── Source records ──

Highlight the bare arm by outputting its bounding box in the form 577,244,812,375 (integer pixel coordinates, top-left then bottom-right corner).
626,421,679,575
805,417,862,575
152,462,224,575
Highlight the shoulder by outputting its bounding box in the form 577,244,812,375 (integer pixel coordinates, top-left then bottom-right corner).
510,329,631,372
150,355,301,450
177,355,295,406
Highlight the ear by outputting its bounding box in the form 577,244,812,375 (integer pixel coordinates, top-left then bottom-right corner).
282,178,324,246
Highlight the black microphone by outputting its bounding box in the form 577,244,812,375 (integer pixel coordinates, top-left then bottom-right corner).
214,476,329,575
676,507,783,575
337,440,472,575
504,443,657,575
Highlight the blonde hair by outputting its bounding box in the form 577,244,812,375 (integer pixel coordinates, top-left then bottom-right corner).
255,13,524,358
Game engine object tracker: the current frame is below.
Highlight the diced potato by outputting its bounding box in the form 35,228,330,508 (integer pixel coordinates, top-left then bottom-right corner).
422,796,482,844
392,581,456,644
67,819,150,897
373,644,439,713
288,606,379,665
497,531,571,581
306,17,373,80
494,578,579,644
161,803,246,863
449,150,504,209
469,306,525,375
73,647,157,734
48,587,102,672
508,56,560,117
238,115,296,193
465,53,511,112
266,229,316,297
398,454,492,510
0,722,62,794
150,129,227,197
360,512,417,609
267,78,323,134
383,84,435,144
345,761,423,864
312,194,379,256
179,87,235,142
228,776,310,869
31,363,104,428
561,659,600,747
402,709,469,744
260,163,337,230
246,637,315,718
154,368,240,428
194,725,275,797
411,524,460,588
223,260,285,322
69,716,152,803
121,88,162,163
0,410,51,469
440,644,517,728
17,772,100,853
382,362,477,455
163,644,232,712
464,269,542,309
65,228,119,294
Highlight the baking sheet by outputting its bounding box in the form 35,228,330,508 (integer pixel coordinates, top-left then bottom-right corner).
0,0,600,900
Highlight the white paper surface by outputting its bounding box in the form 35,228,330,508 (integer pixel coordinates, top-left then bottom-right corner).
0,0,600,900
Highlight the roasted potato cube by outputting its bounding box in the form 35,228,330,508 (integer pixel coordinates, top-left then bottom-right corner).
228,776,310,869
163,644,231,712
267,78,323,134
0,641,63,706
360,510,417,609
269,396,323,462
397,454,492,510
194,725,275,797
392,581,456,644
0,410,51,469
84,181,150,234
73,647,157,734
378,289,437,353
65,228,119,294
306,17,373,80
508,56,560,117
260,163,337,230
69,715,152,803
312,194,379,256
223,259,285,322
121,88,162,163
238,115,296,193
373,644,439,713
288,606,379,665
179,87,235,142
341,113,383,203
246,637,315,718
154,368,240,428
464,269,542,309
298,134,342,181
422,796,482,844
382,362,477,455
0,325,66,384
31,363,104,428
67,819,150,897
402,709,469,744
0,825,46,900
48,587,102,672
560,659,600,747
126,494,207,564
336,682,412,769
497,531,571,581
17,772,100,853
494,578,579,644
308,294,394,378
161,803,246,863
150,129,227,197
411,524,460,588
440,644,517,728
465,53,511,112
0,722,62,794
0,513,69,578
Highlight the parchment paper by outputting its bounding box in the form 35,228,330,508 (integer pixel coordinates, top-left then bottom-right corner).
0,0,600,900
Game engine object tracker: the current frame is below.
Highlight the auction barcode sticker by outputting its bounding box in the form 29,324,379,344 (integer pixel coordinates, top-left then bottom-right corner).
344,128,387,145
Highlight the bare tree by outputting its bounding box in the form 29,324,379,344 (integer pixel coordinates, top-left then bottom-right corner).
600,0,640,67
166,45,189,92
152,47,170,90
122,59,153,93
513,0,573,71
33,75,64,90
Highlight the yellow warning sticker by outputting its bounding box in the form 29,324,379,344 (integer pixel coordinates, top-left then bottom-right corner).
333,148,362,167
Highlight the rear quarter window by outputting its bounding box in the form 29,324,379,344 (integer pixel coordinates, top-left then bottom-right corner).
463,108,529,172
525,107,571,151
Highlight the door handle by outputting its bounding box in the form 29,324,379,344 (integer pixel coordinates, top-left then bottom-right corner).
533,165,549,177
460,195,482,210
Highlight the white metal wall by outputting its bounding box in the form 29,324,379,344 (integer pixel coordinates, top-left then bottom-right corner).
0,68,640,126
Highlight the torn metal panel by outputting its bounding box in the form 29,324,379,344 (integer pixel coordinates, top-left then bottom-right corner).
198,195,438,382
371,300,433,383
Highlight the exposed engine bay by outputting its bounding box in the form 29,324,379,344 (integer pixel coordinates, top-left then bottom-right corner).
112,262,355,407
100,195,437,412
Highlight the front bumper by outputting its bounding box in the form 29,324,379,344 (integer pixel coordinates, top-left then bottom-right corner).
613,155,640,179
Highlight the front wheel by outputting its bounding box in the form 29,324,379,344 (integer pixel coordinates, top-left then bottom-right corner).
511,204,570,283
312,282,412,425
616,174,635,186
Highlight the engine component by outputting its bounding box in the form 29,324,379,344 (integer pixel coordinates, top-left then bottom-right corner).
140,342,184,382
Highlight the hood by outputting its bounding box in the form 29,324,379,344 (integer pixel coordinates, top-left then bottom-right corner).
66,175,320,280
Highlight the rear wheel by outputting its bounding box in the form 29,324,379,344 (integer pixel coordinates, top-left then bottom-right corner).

───

Given task
Duplicate the lines of the records from the start through the line that contains "152,462,224,575", with both of those lines included.

Task response
Highlight the bare arm by outputting its bounding box in the form 577,244,812,375 (integer pixel coordinates, top-left then bottom-right corner).
626,421,679,575
805,417,862,575
152,462,224,575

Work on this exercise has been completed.